* **What to produce**: Leaving out the pictures, output the lines from the one that contains "Look at the photo above. For each instance of the yellow" through the end of the material, exactly as they stand.
-- BEGIN Supplied records --
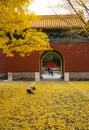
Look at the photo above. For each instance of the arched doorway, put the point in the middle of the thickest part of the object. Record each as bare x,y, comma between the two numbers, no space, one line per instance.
51,66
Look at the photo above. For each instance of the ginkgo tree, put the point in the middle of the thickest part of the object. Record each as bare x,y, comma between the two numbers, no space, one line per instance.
16,34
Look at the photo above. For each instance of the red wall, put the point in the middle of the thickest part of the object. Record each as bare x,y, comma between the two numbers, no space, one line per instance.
75,59
24,64
3,63
75,56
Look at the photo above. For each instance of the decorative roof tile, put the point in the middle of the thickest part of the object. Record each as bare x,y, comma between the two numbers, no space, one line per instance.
57,21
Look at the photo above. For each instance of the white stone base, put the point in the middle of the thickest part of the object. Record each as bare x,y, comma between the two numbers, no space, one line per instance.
66,76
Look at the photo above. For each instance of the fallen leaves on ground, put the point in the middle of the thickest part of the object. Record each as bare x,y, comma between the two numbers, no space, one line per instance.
53,106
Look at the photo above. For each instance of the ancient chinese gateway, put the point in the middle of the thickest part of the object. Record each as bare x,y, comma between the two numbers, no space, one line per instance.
69,58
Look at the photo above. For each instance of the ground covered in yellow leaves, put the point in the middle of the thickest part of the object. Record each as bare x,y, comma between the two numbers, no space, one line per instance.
53,106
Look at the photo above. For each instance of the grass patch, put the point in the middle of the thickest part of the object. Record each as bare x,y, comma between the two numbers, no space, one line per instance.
53,106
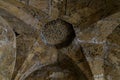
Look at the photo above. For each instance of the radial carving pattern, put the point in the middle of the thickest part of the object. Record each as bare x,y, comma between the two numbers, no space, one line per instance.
59,40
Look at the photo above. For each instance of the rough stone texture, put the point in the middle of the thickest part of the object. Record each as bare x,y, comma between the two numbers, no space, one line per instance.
80,40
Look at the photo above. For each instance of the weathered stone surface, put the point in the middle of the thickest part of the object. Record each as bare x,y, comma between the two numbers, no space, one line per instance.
80,39
7,50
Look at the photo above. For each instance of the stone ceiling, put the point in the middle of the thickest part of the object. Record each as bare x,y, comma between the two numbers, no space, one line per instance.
59,39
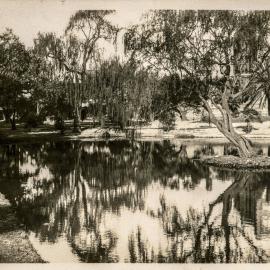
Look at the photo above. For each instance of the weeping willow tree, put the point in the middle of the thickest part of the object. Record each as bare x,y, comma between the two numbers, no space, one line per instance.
73,54
121,90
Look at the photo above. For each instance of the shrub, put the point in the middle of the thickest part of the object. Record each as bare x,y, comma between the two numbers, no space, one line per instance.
32,120
59,124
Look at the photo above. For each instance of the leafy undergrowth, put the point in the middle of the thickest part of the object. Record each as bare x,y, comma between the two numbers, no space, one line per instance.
233,162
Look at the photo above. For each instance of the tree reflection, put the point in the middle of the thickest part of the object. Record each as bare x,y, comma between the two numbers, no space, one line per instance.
69,188
237,232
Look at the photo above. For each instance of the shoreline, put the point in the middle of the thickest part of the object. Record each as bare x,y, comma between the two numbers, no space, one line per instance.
97,134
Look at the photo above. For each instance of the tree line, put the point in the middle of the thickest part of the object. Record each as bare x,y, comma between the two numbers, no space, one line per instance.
174,61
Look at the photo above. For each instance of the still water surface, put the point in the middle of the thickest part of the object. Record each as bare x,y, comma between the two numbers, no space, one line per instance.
121,201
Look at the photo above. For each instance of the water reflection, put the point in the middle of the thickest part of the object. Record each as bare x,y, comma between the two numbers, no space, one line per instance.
121,201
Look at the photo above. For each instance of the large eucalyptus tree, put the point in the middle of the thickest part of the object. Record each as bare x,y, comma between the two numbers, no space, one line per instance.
14,79
219,51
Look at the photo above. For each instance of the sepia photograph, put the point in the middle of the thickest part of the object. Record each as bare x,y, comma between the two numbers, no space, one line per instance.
134,133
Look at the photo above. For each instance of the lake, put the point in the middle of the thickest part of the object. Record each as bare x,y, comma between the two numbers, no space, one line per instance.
140,201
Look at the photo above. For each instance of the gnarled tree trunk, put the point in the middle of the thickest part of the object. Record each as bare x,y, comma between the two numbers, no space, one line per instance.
225,125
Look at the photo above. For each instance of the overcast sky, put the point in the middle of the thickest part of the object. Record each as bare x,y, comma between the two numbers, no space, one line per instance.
27,18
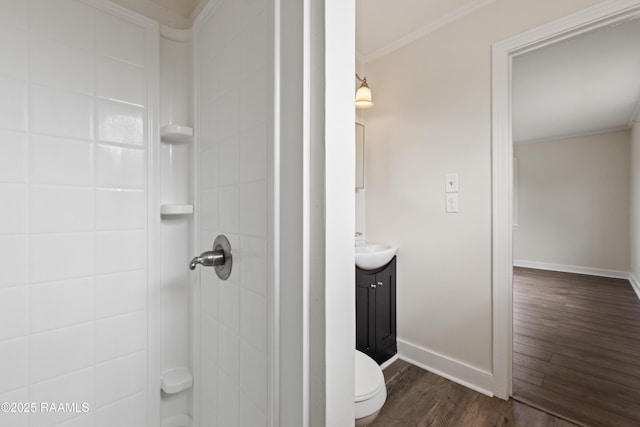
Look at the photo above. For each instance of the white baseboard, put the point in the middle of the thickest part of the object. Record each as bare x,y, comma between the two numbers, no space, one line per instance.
390,361
635,284
458,372
572,269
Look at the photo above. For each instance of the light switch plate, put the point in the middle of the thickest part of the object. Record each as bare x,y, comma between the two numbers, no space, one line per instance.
452,202
451,182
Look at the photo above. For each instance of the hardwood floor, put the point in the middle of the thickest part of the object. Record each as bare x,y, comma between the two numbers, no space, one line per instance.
576,346
418,398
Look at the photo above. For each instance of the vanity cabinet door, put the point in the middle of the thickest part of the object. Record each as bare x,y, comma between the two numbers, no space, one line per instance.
386,313
365,313
376,312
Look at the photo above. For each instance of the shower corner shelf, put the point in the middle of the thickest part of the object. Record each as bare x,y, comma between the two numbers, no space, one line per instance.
176,133
176,209
176,380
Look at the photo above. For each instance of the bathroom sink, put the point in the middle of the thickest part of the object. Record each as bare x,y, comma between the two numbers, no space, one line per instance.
371,255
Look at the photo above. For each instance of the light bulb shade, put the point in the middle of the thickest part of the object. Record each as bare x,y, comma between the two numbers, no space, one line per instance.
363,97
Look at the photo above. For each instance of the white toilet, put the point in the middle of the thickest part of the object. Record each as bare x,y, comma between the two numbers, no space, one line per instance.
371,391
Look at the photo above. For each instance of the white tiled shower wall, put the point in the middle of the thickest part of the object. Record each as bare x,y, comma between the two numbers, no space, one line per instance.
74,111
233,63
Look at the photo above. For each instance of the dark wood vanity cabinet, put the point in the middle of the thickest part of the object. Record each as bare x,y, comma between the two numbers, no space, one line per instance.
376,311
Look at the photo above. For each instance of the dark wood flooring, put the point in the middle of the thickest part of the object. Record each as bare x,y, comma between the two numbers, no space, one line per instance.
418,398
576,346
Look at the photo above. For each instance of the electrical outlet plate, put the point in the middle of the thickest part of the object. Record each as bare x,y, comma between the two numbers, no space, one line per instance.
451,182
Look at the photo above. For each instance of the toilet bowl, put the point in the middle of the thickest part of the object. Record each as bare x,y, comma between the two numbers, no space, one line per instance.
370,389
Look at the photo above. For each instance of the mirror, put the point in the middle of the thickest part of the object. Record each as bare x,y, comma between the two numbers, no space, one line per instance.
359,156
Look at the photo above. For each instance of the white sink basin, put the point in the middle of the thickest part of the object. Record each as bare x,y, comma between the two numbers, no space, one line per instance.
371,255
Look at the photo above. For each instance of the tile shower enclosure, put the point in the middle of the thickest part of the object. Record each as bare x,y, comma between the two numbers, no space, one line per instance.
96,300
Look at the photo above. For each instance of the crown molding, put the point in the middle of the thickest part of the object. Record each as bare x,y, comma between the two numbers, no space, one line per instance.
423,31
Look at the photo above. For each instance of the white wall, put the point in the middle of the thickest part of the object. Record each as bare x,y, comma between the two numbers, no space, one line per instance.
635,204
234,117
432,117
574,202
76,123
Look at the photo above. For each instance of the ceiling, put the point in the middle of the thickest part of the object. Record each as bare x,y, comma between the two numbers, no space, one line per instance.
383,25
584,85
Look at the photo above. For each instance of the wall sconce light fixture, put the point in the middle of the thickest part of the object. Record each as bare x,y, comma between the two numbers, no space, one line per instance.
363,94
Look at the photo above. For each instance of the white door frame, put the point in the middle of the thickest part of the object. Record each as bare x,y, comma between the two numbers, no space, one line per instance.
602,14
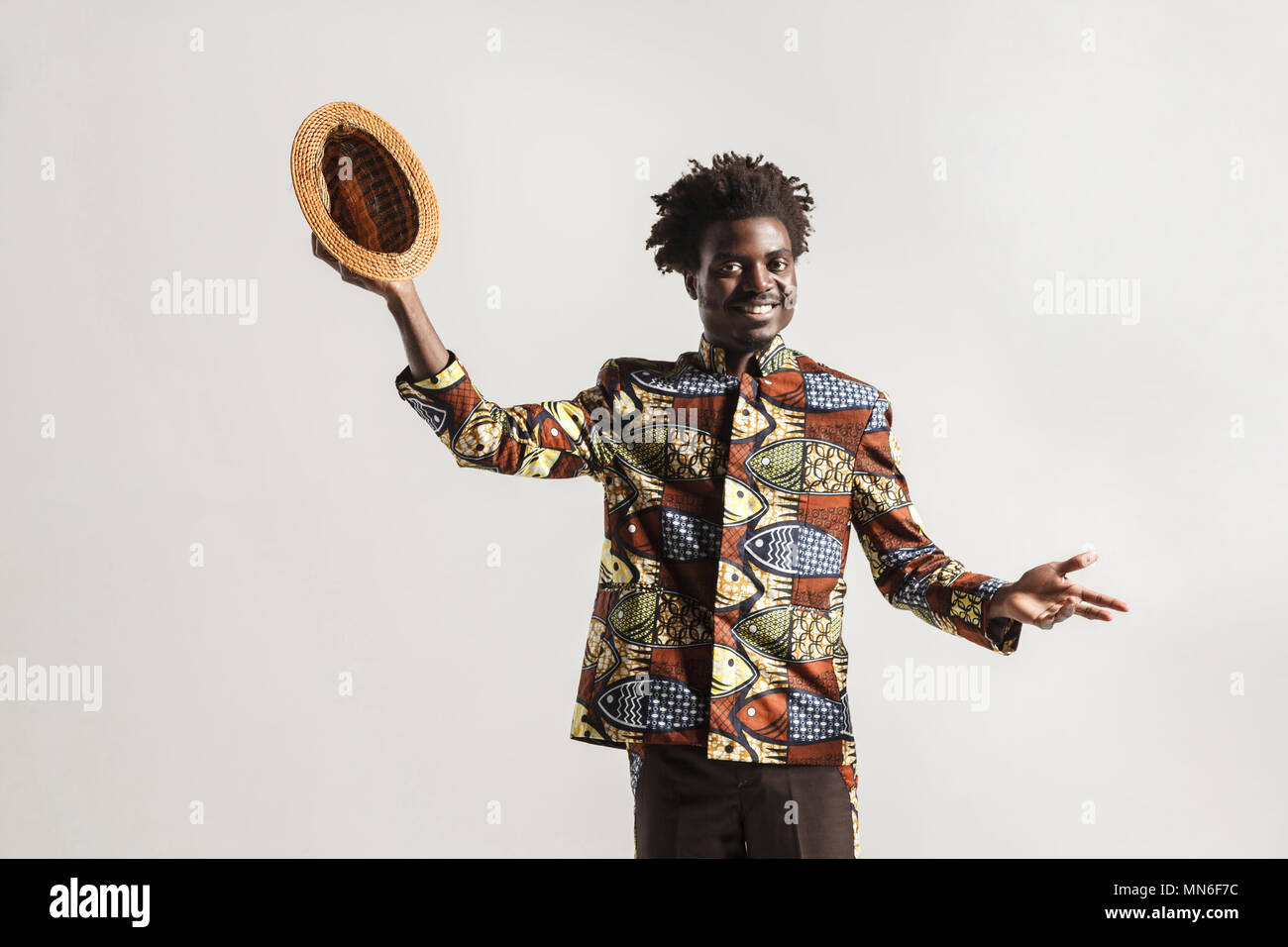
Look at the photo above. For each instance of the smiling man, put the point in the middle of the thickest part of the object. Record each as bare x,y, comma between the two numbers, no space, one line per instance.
715,655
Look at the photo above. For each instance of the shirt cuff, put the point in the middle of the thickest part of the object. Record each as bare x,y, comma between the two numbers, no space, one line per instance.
445,376
1003,634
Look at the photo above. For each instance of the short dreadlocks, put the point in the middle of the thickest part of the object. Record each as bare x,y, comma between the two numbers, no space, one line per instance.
734,187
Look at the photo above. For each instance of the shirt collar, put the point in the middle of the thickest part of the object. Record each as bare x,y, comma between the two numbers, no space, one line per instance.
773,356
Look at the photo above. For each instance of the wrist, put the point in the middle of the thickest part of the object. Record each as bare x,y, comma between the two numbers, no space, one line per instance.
399,292
1000,602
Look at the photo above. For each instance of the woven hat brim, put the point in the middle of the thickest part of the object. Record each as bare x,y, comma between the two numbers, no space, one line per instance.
307,153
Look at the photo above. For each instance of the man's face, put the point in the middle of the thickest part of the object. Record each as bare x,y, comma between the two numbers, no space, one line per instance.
742,263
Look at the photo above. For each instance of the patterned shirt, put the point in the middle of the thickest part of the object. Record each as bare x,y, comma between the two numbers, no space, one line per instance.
728,504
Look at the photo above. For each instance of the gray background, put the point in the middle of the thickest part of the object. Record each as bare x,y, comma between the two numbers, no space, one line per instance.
370,554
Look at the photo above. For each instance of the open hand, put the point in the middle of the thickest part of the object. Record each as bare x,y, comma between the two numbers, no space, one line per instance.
1044,595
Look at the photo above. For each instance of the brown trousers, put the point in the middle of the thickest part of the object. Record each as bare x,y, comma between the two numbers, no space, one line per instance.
688,805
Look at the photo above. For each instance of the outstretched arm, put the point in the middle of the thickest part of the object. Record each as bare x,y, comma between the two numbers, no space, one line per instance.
907,566
1044,595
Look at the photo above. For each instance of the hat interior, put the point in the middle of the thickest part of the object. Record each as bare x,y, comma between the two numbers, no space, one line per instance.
369,196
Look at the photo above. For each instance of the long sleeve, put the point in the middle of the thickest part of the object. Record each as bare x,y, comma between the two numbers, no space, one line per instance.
909,569
548,438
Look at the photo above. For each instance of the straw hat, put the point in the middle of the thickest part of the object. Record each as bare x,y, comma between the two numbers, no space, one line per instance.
365,192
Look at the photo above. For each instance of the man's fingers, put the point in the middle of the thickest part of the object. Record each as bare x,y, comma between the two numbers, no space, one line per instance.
1077,562
1102,599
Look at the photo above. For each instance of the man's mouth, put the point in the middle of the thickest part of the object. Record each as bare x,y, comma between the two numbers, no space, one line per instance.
755,309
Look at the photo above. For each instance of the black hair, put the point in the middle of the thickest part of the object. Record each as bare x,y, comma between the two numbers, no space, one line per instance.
733,188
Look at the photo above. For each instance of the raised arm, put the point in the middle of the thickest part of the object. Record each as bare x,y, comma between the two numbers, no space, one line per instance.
909,569
548,438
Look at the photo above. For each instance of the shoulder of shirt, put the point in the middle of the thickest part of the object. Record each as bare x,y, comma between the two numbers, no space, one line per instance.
806,364
614,368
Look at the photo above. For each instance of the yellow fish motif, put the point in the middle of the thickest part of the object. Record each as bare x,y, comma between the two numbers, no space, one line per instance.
742,502
729,671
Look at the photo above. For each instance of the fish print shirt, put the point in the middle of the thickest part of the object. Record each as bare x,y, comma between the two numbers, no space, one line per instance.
728,506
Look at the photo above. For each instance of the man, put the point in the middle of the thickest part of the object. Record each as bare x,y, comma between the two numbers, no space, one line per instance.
732,475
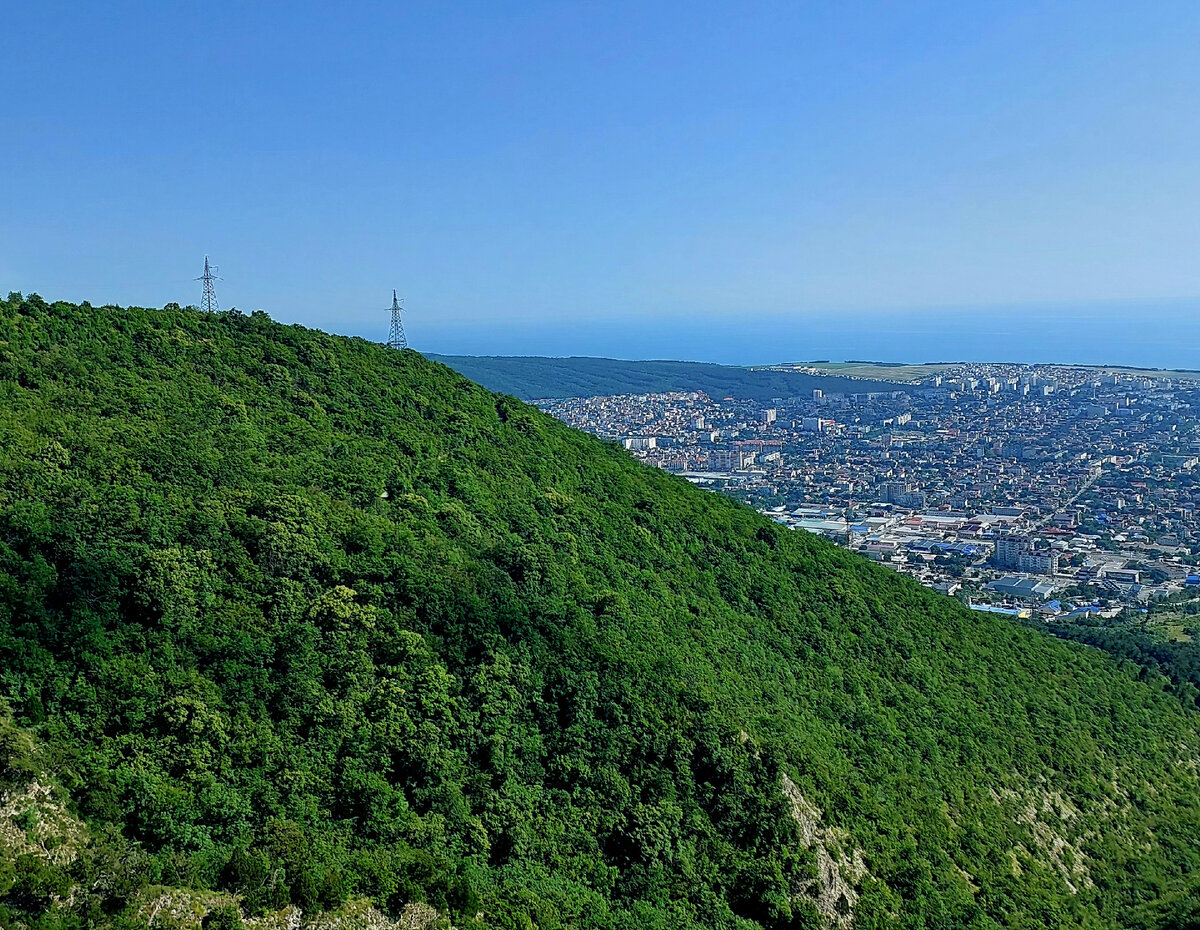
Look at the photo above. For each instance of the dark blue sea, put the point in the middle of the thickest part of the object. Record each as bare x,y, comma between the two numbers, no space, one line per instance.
-- END Supplied records --
* **Written answer**:
Look at the photo above. For each instance of the yellow fish motif, put the point in the middle of the thickest part of the object. Record each as bare x,y, comma between the two numbers, no space, one line per instance.
742,502
729,671
Look at the photo above. For each instance of the fish print shirt, put the point in the middle of the thickest part of the object. Record each as bare x,y, comma between the two numbers, no space, one line per instance.
728,506
Look at the photo above. For each instance of the man, put the point in the middle of the thickest part of the object. Record each as bare x,y, comma between the two numbers, no space, one line per instance.
732,475
Look at the photo above. For each instance of the dark blue sea, put the point in the middle of the thickest part of the object. Record each as bare x,y, comma between the two numbers, no space, one line per instance.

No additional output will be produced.